### TASK STATEMENT
Swap "even-odd" for "nonzero" throughout the items below and write the lines out again with nothing else changed. Leave the pictures out.

[Segmentation dataset items]
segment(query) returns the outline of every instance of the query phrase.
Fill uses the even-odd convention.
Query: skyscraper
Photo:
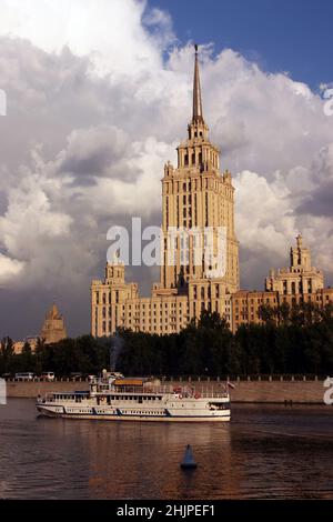
[[[108,263],[105,279],[91,287],[93,335],[109,335],[119,327],[159,334],[178,332],[202,310],[215,311],[231,322],[230,300],[240,281],[234,188],[231,173],[221,173],[220,151],[209,139],[196,47],[193,113],[188,139],[176,150],[178,165],[168,162],[162,179],[160,282],[153,285],[151,298],[140,298],[138,284],[125,283],[121,261]],[[206,251],[208,231],[213,257]],[[219,250],[222,232],[223,252]]]

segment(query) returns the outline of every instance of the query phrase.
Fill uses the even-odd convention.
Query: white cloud
[[[99,274],[110,225],[132,214],[160,224],[163,163],[175,161],[191,116],[193,48],[174,47],[163,64],[172,23],[144,6],[2,1],[2,283],[52,291],[62,281],[71,301]],[[236,187],[243,285],[286,263],[300,231],[332,278],[333,127],[324,101],[230,49],[214,59],[204,46],[201,60],[204,116]]]

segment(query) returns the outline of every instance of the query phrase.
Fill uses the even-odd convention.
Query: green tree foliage
[[[242,375],[333,373],[333,307],[314,303],[290,308],[263,305],[262,324],[241,325],[232,334],[218,313],[204,311],[179,334],[167,335],[119,330],[120,350],[114,340],[83,335],[46,345],[39,341],[34,353],[26,343],[14,354],[10,338],[0,344],[0,374],[53,371],[58,377],[72,372],[98,374],[104,368],[127,375]]]

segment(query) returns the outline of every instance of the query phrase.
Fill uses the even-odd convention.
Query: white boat
[[[92,379],[89,391],[52,392],[38,398],[42,415],[108,421],[225,422],[228,392],[161,387],[142,379]]]

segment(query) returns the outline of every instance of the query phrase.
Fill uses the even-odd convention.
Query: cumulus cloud
[[[242,285],[260,288],[271,265],[286,264],[297,232],[330,281],[333,127],[324,100],[231,49],[214,57],[203,46],[201,61],[204,116],[236,188]],[[43,302],[58,295],[70,331],[89,329],[89,284],[103,270],[109,227],[131,215],[161,222],[160,180],[185,138],[192,73],[192,46],[178,44],[170,17],[147,2],[2,1],[2,289],[33,289]],[[148,291],[145,269],[128,273]]]

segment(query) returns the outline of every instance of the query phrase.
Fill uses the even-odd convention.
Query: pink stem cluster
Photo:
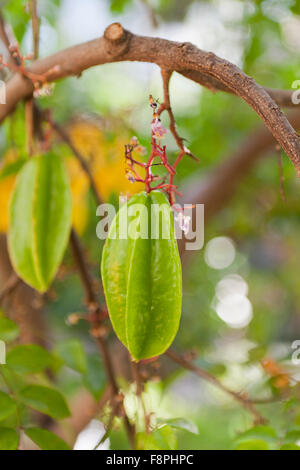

### EXPECTED OUTPUT
segment(query) returns the outline of every instance of the query phrase.
Fill uses the nonzero convention.
Query: skyscraper
Photo:
[[[108,263],[105,279],[91,287],[93,335],[109,335],[119,327],[159,334],[178,332],[202,310],[215,311],[231,322],[230,300],[240,281],[234,188],[231,173],[221,173],[220,151],[209,139],[196,47],[193,113],[188,139],[176,150],[178,165],[168,162],[162,179],[160,282],[153,285],[151,298],[140,298],[138,284],[125,283],[121,261]],[[206,251],[208,231],[213,257]],[[219,250],[222,232],[223,252]]]

segment(query) returns the outline of every instance of the query phrase.
Fill uses the nonzero convention.
Query: white cloud
[[[99,274],[110,225],[132,214],[160,224],[163,163],[175,161],[191,116],[193,48],[174,47],[163,64],[172,23],[144,6],[2,1],[2,283],[52,291],[62,281],[71,301]],[[236,187],[243,285],[286,263],[300,231],[332,278],[333,127],[324,101],[230,49],[214,59],[204,46],[201,60],[204,116]]]

segment(query) returns the outline of every instance of the query phrase.
Fill uses the nonzero convention.
Query: green tree foliage
[[[242,375],[333,373],[333,307],[314,303],[290,308],[263,305],[262,324],[241,325],[232,334],[218,313],[204,311],[179,334],[167,335],[119,330],[120,350],[114,340],[83,335],[46,345],[39,341],[34,353],[26,343],[14,354],[10,338],[0,344],[0,374],[53,371],[58,377],[72,372],[98,374],[104,368],[127,375]]]

segment(query) returns the outline of every instance of the query phrase.
Fill uses the nonzero convention.
Query: white boat
[[[92,379],[89,391],[52,392],[38,398],[42,415],[108,421],[225,422],[228,392],[161,387],[142,379]]]

segment(query) returns the outline of every instance of the query phrase.
Fill uses the nonzero convention.
Query: cumulus cloud
[[[242,285],[260,288],[271,265],[286,264],[297,232],[330,281],[333,127],[324,100],[231,49],[214,57],[203,46],[201,61],[204,116],[236,188]],[[43,302],[58,295],[70,331],[89,329],[89,284],[103,270],[109,227],[131,215],[161,222],[160,180],[185,138],[192,73],[192,46],[178,44],[170,17],[147,2],[2,1],[2,289],[33,289]],[[148,291],[145,269],[128,273]]]

segment(query) returns the outline of every instance of the query phrase.
Fill uses the nonzero convention.
Query: pink stem cluster
Photo:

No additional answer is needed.